### The task
From the data below, retype exactly the lines starting with the one that contains "Would you mind pinning the small" and ending with the one that contains "Would you mind pinning the blurred background wall", both included.

### Given records
^^^^

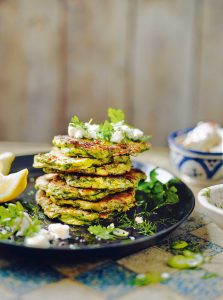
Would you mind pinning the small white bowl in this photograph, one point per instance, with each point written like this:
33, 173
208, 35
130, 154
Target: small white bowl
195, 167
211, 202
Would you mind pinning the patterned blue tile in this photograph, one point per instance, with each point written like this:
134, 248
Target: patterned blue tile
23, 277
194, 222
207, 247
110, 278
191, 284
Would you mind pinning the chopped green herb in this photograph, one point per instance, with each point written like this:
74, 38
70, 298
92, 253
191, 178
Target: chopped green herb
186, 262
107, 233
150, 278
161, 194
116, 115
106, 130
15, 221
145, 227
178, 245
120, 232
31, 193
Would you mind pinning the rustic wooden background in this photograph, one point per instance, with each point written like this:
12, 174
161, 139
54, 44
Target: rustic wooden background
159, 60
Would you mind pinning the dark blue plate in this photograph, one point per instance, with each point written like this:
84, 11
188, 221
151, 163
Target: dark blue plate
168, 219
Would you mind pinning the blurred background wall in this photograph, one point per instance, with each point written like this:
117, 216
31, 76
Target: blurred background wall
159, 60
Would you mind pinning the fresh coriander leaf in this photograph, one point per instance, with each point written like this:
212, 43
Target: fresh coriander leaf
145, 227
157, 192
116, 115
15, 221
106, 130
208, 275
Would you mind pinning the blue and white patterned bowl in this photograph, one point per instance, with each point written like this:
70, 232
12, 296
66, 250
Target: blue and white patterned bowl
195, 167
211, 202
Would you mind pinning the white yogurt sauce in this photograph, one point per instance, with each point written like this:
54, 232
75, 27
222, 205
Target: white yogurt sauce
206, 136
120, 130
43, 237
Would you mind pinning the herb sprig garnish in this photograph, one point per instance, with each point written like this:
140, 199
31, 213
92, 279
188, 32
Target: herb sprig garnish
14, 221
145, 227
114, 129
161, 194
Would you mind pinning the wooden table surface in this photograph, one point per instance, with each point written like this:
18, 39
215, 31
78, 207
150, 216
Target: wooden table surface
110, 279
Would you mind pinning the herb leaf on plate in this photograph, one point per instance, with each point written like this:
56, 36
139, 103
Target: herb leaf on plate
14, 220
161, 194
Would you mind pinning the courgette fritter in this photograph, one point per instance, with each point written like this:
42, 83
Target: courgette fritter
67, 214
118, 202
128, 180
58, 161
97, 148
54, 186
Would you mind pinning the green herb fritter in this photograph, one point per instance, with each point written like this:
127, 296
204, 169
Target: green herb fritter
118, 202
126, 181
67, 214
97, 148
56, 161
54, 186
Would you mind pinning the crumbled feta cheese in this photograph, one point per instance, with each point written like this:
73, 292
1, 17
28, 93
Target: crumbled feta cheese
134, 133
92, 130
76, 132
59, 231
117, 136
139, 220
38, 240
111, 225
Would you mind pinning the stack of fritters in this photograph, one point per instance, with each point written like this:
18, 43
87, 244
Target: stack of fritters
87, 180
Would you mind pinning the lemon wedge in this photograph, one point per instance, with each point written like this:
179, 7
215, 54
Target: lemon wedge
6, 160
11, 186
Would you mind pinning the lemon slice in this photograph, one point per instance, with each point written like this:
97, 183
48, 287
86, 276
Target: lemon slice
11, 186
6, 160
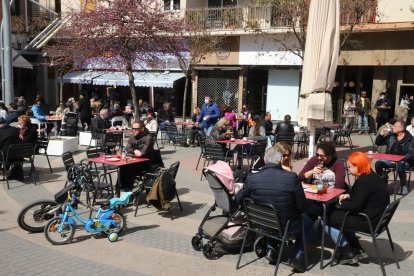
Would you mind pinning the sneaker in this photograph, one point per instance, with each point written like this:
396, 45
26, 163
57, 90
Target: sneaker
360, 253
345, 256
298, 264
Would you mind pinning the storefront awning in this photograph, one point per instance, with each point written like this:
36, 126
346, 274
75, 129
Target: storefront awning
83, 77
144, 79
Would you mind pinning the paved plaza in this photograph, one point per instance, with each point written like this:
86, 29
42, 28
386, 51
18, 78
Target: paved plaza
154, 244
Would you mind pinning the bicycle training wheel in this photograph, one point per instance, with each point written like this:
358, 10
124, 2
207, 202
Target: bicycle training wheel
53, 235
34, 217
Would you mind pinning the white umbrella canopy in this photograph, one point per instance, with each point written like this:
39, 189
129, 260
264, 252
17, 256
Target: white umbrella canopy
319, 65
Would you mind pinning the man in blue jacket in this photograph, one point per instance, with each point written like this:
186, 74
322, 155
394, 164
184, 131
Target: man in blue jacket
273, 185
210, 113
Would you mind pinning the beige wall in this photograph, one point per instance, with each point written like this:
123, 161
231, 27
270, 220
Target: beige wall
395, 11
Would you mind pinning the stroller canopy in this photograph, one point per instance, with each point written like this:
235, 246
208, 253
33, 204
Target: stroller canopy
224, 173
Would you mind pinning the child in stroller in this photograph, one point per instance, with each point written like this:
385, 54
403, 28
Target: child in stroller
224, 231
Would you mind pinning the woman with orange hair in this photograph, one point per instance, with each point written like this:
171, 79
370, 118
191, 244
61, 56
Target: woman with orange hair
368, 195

^^^^

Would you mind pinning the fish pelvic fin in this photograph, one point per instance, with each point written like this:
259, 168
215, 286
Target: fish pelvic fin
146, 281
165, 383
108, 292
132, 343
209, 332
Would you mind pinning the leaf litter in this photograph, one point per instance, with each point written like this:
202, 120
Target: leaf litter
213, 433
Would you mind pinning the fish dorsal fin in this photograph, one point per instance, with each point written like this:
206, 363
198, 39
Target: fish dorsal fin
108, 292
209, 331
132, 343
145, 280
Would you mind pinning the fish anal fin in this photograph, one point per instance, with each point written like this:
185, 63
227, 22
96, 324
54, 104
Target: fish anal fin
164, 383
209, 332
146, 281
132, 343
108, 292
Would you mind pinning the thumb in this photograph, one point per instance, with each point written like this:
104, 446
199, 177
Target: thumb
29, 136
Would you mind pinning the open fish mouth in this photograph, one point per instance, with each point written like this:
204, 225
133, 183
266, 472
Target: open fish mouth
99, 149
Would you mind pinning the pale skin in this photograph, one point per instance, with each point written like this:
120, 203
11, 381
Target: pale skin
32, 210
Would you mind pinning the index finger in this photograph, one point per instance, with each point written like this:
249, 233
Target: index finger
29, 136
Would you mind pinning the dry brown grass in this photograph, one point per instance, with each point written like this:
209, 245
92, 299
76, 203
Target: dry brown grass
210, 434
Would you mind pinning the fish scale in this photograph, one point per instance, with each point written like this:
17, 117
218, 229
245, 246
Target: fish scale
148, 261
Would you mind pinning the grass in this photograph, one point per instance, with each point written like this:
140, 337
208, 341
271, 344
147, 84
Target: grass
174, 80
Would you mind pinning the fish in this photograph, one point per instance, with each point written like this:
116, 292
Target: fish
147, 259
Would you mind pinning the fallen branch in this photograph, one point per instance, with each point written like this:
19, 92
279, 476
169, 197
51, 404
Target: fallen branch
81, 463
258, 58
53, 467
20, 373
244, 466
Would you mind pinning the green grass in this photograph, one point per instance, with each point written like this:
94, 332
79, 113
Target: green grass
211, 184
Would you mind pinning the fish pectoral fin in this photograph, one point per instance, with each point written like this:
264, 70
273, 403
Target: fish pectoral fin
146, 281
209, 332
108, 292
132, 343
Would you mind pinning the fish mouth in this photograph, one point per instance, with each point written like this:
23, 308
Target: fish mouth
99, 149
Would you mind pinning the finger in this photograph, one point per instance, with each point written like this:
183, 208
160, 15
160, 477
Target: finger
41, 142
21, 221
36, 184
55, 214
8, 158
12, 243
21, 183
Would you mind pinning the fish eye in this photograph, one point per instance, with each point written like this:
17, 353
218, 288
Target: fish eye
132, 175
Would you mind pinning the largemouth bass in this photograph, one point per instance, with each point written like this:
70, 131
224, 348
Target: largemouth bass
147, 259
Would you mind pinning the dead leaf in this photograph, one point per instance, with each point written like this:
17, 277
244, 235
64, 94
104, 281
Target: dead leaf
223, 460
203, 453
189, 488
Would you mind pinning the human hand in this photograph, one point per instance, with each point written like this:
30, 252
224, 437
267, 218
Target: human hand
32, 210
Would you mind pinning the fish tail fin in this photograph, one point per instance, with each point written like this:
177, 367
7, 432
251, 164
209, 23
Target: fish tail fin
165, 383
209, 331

^^^^

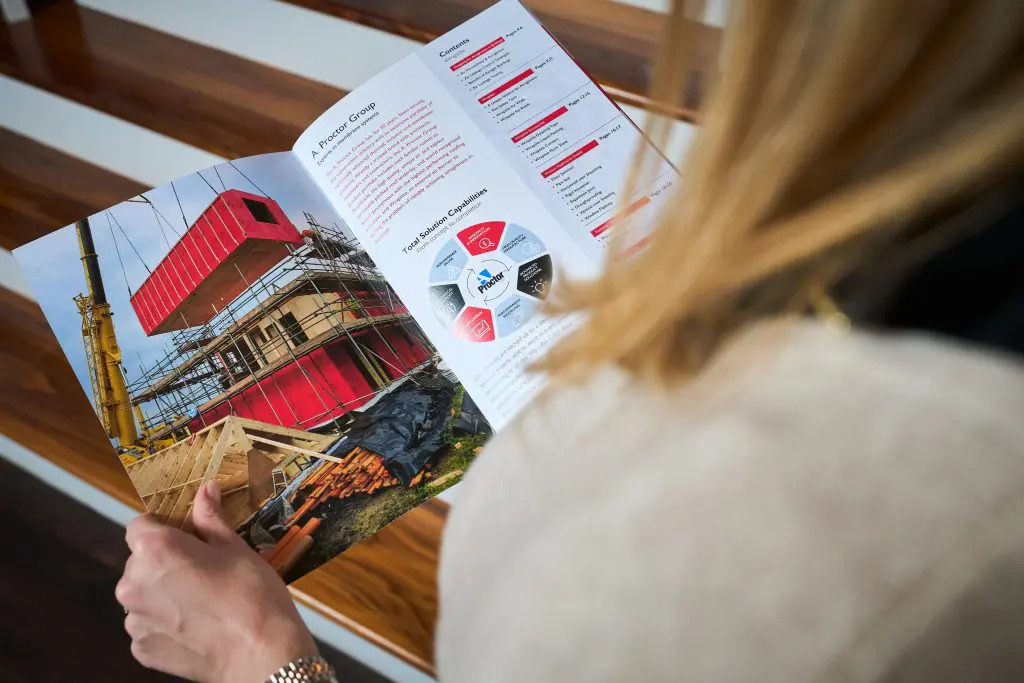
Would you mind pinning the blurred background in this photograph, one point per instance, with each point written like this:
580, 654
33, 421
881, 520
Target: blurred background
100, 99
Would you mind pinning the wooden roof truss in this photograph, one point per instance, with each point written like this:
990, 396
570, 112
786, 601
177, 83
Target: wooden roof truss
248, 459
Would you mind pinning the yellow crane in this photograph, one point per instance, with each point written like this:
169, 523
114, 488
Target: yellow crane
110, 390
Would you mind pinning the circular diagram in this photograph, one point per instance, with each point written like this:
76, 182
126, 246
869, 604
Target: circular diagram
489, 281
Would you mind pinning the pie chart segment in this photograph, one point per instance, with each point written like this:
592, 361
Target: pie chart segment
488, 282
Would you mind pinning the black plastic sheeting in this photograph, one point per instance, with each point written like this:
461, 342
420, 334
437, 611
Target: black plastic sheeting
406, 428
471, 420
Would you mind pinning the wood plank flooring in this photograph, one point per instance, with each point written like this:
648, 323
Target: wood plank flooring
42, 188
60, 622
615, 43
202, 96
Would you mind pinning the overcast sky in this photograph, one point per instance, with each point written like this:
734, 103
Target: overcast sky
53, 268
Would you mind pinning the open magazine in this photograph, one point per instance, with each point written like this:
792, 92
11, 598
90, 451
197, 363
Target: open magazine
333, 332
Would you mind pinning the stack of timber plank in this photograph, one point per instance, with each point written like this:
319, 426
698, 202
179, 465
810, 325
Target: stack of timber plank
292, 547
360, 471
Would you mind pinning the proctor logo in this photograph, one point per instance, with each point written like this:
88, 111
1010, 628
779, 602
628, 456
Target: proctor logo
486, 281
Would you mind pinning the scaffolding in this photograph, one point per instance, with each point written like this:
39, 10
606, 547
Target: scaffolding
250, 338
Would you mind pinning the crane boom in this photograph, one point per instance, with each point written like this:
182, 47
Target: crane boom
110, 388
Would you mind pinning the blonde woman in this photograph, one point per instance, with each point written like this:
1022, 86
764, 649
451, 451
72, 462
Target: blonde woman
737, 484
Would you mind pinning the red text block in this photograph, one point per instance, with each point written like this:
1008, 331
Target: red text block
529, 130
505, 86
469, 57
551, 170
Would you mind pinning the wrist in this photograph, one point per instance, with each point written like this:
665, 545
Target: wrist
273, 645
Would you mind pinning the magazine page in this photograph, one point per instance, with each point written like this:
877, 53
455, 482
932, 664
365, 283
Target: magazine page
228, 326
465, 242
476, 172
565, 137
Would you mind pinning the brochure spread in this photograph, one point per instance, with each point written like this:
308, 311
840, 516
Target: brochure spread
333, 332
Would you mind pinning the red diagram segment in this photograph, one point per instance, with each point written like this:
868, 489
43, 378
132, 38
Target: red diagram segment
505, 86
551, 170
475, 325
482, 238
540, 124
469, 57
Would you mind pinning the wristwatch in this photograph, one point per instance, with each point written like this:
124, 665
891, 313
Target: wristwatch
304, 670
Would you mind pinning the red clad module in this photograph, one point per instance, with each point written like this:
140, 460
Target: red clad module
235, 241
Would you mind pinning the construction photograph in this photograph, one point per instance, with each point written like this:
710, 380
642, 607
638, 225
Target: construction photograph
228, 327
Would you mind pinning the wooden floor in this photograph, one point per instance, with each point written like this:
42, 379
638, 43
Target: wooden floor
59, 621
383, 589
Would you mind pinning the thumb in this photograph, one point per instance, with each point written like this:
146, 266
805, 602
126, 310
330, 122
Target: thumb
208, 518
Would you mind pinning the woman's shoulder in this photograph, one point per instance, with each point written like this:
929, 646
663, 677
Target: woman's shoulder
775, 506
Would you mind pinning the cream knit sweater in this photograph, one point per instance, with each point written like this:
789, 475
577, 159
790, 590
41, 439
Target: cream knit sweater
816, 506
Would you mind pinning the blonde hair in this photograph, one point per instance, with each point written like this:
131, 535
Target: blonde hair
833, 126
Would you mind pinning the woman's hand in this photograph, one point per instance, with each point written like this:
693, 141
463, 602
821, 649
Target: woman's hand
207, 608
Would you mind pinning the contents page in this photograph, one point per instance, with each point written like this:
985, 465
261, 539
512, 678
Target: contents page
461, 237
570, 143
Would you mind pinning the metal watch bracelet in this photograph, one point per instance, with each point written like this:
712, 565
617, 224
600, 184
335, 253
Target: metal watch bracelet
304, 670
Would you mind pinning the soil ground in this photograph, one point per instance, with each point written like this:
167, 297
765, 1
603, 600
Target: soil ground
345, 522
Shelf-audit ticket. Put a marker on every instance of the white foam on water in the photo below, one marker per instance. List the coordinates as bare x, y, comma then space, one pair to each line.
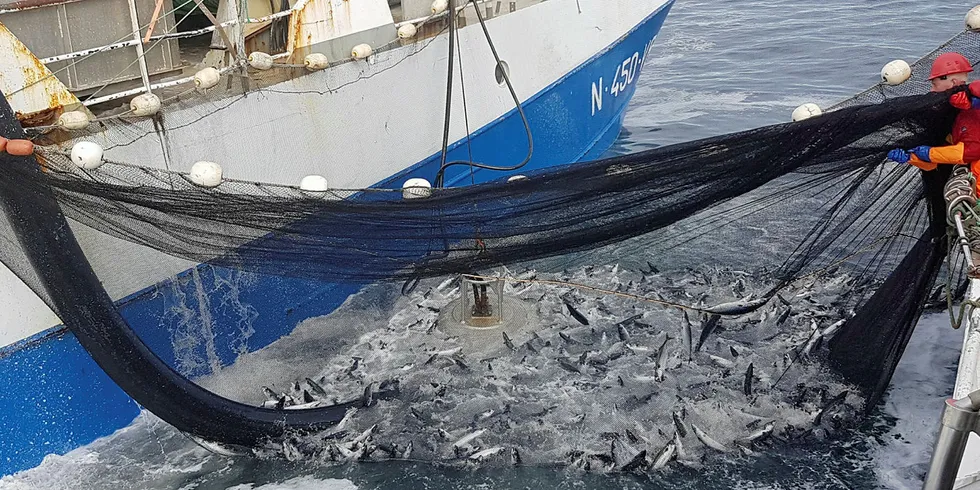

^^^^

### Result of this task
Would you mind pinning the small white bowl in this photograph, one point per instance, with each point written like this:
33, 173
208, 35
130, 154
Target: small white bowl
195, 167
211, 202
Would you mind pinning the patterned blue tile in this photograph, one point per instance, with each point written like this:
134, 248
Target: patterned blue tile
23, 277
194, 222
207, 247
110, 278
191, 284
Would you mind pinning the chopped green herb in this photograph, one point per instance, with each point written like this:
74, 38
70, 298
92, 253
191, 178
Target: chopped green herb
186, 262
107, 233
150, 278
161, 194
116, 115
106, 130
15, 221
145, 227
178, 245
120, 232
31, 193
Would you mind pinning the rustic wooden background in this photograph, one point per instance, with each point written like this:
12, 174
161, 139
54, 44
Target: rustic wooden background
159, 60
Would you mind pinning the dark blue plate in this photograph, one point per instance, with each point written like this:
84, 11
188, 221
151, 163
Target: dark blue plate
168, 219
Would you mind pinning the blurred background wall in this photograph, one point per instance, with each point written like this:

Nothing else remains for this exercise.